Source extract -
10 minute read

By Yiduo Yu

Deep Residual Learning for Image Recognition [1], one of the most cited works in computer science by He Kaiming, pushed deep learning technologies into a new era. Although more than six years have passed, it is still worthwhile to peek into this paper, and then understand how the later works made improvements on it.

Personally, I don’t think Resnet is as simple as it might be thought of. At least for me myself, when I first look into the Resnet code, I have no idea why it has basic block and bottleneck block, why it keeps scaling down and up in the feature dimensions. Well, that’s something you will never get if you never look at this paper thoroughly. Here I will give a quick overview of this paper and some highlights of it.

Deep Residual Learning for Image Recognition [1]

What problem this paper solved that makes it so popular and impressed the whole practitioners?

For this question, every deep learning guy could quickly shout out that the Resnet solved the problem that we cannot make a model extremely deep. Previous plain models could only get to about 20+ layers. But there’s always a common mistake in that people always think we cannot go that deep because of the vanishing/exploding gradients problem. But as mentioned in the paper, this problem is addressed mainly by normalized initialization and intermediate normalization layers (batchnorm), so the gradient between layers actually appears to be relatively healthy.

So the main issue here that we could not go that deep is the difficulty of optimizing large networks. So the illustration of the below image, it is pretty hard to optimize the 56-layer one. It is not caused by over-fitting since the training error also significantly increased. And this issue cannot be tackled by simply increasing the training epochs shown by the experiment. But the paper does not explain this phenomenon (I am not sure whether this problem has already been solved or not).

image-20220309235518124

So they propose a famous skip connection block that turn the learning problem from learning a function H(x) into learning the residual function F(x). In this case, \(H(x) = F(x) + x\).

image-20220310000208830

So what’s the benefit of putting it in this way?

They hypothesize that it is easier to optimize the residual mapping than to optimize the original, unreferenced mapping. To the extreme, if an identity mapping were optimal, it would be easier to push the residual to zero than to fit an identity mapping by a stack of nonlinear layers.

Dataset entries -
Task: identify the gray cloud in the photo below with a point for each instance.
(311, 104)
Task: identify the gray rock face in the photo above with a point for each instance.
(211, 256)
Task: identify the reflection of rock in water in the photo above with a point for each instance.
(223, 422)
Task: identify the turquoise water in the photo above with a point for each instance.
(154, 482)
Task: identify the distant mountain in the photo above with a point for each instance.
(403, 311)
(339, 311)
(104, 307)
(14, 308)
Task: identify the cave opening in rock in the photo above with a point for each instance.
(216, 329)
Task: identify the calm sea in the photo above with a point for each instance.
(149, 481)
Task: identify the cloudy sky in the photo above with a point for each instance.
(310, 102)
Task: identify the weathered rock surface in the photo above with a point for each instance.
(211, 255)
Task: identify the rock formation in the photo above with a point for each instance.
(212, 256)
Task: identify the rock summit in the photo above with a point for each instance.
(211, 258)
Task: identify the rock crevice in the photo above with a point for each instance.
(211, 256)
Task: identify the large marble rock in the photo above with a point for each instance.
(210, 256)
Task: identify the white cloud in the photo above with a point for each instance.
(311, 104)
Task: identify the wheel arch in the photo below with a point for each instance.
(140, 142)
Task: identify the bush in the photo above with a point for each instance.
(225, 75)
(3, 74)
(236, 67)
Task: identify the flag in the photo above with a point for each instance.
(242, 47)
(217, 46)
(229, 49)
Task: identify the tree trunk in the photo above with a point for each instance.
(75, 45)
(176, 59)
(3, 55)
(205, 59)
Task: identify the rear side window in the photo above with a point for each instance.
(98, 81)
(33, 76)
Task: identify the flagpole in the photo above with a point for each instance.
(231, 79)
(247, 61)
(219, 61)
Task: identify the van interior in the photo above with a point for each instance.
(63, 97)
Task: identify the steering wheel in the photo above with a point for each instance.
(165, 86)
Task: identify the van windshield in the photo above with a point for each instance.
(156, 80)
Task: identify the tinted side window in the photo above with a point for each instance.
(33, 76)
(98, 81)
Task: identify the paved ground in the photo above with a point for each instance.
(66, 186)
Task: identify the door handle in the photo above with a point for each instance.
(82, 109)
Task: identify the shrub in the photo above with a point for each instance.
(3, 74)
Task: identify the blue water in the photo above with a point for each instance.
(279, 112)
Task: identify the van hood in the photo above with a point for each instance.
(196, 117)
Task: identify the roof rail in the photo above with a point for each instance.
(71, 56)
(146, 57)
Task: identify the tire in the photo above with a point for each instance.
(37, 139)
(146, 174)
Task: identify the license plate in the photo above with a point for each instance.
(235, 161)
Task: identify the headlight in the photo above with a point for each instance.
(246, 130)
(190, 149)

Task requirements -
a) In the ResNet article, what mainly addresses the vanishing/exploding gradients problem?
b) Extend the ResNet article from its last sentence, keeping its voice and subject.

Responses -
a) Normalized initialization and intermediate normalization layers (batchnorm).

b)
Yeah, the original unreferenced CNN might be hard to fit the identity mapping function. And we can see from the below image that in later layers of the Resnet family, the responses are pretty low, suggesting that identity mappings provide reasonable preconditioning.

image-20220310000723912

Figure 7

Except for the building blocks, the identity mapping is constructed by simply adding the values element-wise. If the size or dimension changes, then the identity mapping part will go through a 1x1 convolution layer to project features into the desired space.

Build deeper networks

image-20220310002049708

Starting from Resnet50, they modify the basic block into a bottleneck block. The main difference is that the basic block consists of two 3x3 convolution layers, while the bottleneck layer has three Conv layers with different kernel sizes. The main reason for using bottleneck designs is due to practical considerations since by leaving the 3×3 layer a bottleneck with smaller input/output dimensions, the computational demand could be greatly reduced. This gives a proper explanation of why Resnet keeps scaling up and down in feature dimensions.

Other findings

By extensive experiments they carried out, they also have some other explorations:

  • They showed that the Resnet could facilitate training by providing faster convergence at the early stage.
  • The 1202-layer network may be unnecessarily large (19.4M) for this small dataset and still can engaged in the over-fitting problem. Since in this case it has similar training error compared to the 110 layers Resnet but carried a larger test error.

But is there any problems with the initial Resnet?

image-20220310003905811

From the table above, we can clearly see that the accuracy also saturates when the Resnet goes deeper and deeper. Specifically, from Resnet101 to Resnet152, the top-1 error and top-5 error of ImageNet only improves 0.49% and 0.11% respectively. This is reasonable by referring to the previous Figure 7, as we can see that the deeper layers have low responses, indicating that they only made some small modifications.

So it might be not that surprising when Andreas Veit observe that removing single layers from residual networks at test time does not noticeably affect their performance [2]. They think the residual networks can be seen as collections of many paths and the only effective paths are relatively shallow, so the problem to optimize very deep networks are still yet to be solved.

Residual Networks Behave Like Ensembles of Relatively Shallow Networks [2]

By taking a closer look at the residual network, we unravel it and see it actually consists of many sub-paths.

Here the picture shows a three-block residual network. In the classical visual hierarchy, each layer depends only on the previous layer’s output. But for the residual network, each module fi in the network is fed data from a mixture of 2^(i−1) different distributions generated from every possible configuration of the previous i − 1 residual module. So they carried out many experiments to further dig into the structure.

image-20220310190554631

Experiment: Deleting individual layers from neural networks at test tim

They remove the residual module from a single building block, leaving the skip connection untouched. That is, they change yi = yi−1 + fi(yi−1) to yi = yi−1.

The result shows that removing downsampling blocks does have a modest impact on performance, but no other block removal leads to a noticeable change. The paper proposed that by dropping only one layer, the model still has half of the layers valid, which helps to keep the performance. They then suggest that paths in a residual network do not strongly depend on each other although they are trained jointly.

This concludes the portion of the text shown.